## ASSIGNMENT
Rewrite the part of the breast cancer piece that begins with the words containing "Either way, there" and ends with "cancer for Christmas.", putting "bake sales" in place of "fundraisers".

## EXCERPT TO READ
Cancer can’t beat love

Cancer sucks. Especially breast cancer. About 40,920 women in the U.S. are expected to die in 2018 from breast cancer. That’s an awfully high number, but it has been decreasing due to research and early screenings.

October is Breast Cancer Awareness month. I’m not sure why it’s October, maybe because it’s spooky season and the scariest thing that could happen to you would be cancer.

Either way, there are fundraisers and 5Ks almost every weekend, athletes will wear pink socks or jerseys, snapchat has half a dozen filters relating to it, and you can find pink shirts at nearly every store that say, “fight like a girl.”

All of these events are intended to educate people about the importance of early screening, and the money raised goes to finding a cure for cancer which is so important.

My mom was diagnosed with breast cancer December of 2014. I guess you could say she got cancer for Christmas.

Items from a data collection
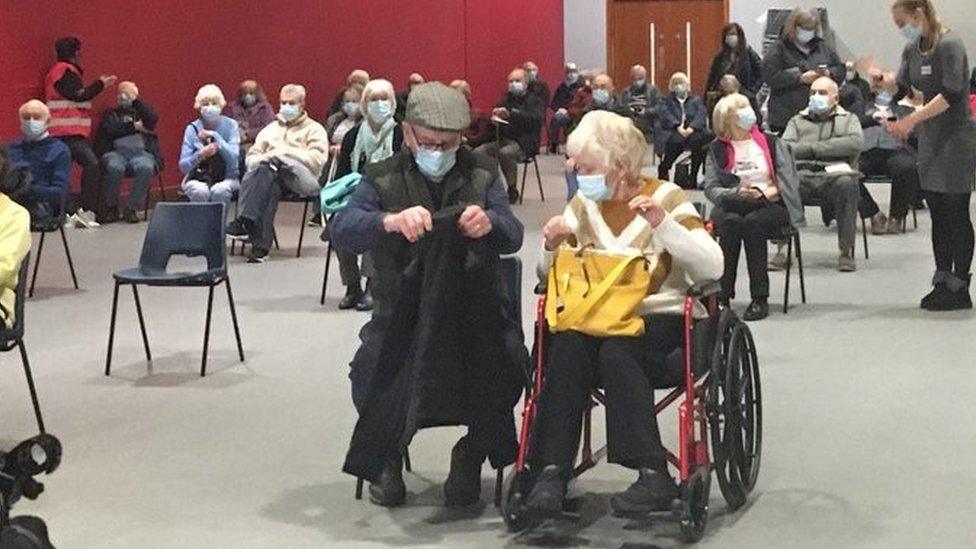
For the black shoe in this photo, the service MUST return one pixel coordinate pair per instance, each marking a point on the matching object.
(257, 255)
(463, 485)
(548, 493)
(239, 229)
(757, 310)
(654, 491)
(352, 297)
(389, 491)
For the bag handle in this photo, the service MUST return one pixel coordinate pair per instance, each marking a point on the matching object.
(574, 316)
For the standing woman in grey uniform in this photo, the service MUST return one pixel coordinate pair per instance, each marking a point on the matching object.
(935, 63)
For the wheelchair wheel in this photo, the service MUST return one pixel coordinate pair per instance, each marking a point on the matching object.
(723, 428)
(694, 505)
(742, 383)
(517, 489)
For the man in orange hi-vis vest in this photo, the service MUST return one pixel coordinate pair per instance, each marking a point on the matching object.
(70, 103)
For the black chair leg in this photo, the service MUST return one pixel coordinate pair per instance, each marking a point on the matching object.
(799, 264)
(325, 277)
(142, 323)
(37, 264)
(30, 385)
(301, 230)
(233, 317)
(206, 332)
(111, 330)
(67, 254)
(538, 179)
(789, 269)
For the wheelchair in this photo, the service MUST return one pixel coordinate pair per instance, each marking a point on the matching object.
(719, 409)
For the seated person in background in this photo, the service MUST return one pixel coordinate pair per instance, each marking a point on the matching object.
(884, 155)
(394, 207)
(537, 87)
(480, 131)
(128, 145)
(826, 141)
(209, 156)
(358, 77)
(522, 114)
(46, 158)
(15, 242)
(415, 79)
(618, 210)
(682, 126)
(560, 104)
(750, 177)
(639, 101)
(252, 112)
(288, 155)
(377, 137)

## OUTPUT FOR THIS EXERCISE
Either way, there are bake sales and 5Ks almost every weekend, athletes will wear pink socks or jerseys, snapchat has half a dozen filters relating to it, and you can find pink shirts at nearly every store that say, “fight like a girl.”

All of these events are intended to educate people about the importance of early screening, and the money raised goes to finding a cure for cancer which is so important.

My mom was diagnosed with breast cancer December of 2014. I guess you could say she got cancer for Christmas.